## Aim of the exercise:
Reproduce the material exactly, omitting nothing.

## Object point labels:
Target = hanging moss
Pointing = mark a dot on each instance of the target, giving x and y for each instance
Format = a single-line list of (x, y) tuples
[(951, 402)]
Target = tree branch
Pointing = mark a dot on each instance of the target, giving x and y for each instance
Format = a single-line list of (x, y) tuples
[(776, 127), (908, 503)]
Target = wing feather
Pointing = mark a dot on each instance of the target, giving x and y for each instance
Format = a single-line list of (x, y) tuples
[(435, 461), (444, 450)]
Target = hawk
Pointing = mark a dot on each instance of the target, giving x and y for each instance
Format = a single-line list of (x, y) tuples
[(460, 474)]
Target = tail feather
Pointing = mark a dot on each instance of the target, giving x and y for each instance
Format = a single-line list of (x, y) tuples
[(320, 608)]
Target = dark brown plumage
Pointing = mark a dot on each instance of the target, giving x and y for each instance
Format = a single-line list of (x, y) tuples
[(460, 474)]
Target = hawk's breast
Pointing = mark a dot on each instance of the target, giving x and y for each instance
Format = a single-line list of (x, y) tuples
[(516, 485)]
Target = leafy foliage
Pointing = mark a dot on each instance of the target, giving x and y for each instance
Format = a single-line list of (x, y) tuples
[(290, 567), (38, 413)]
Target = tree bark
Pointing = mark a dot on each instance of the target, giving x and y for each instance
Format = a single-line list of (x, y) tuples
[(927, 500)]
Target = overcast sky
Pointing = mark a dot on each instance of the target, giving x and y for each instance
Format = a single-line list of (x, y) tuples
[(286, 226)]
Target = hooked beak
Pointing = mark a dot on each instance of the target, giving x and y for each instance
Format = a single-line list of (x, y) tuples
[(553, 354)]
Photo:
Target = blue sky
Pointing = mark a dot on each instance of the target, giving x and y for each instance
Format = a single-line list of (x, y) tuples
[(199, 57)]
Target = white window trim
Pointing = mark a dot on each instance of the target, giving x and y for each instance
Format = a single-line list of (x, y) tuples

## Completed exercise:
Target = hanging moss
Pointing = mark a dot on each instance of the target, giving x and y for each instance
Format = a single-line list of (x, y) tuples
[(951, 402)]
Target = tree branch
Pointing = mark a dot on each instance of the target, giving x and y for each instance
Format = a single-line list of (x, y) tuples
[(776, 127), (908, 503)]
Target = wing feather
Pointing = mark a dot on each instance of the target, giving x and y for each instance
Format = a single-line list of (x, y) tuples
[(435, 461), (444, 450)]
Target = hawk
Pointing = mark a dot on each instance of the target, giving x and y for each instance
Format = a single-line list of (x, y) tuples
[(460, 474)]
Target = tail feather
Pointing = mark a dot on each instance of the target, giving x and y for each instance
Format = a single-line list of (x, y) tuples
[(320, 608)]
Target = dark brown plumage
Pointing = mark a dot on each instance of the target, giving x and y for each instance
Format = a single-line list of (x, y) tuples
[(460, 474)]
Target = hawk's breast
Pointing = mark a dot on each instance of the target, giving x and y for each instance
Format = a single-line list of (x, y) tuples
[(516, 485)]
Target = leafy foliage
Pointing = mark a dot on each instance of the target, giving x and y for each instance
Format = a single-line list of (x, y) tuples
[(290, 567), (38, 413)]
Target = tree bark
Pointing = mark a dot on each instance of the target, giving x and y for each instance
Format = a single-line list of (x, y) tuples
[(927, 500)]
Target = overcast sky
Pointing = mark a dot on each instance of the target, giving x and y for each instance
Format = a single-line list of (x, y) tuples
[(286, 226)]
Target = hooked beak
Pointing = mark a dot on each instance of the target, giving x and y for each instance
Format = a single-line list of (x, y) tuples
[(553, 354)]
Photo:
Target = blue sky
Pointing = mark a dot on each instance of the target, giving x and y for each instance
Format = a single-line list of (x, y) tuples
[(199, 57)]
Target = white window trim
Pointing = mark a dot on each instance of the target, giving x and y for each instance
Format = a single-line list of (x, y) tuples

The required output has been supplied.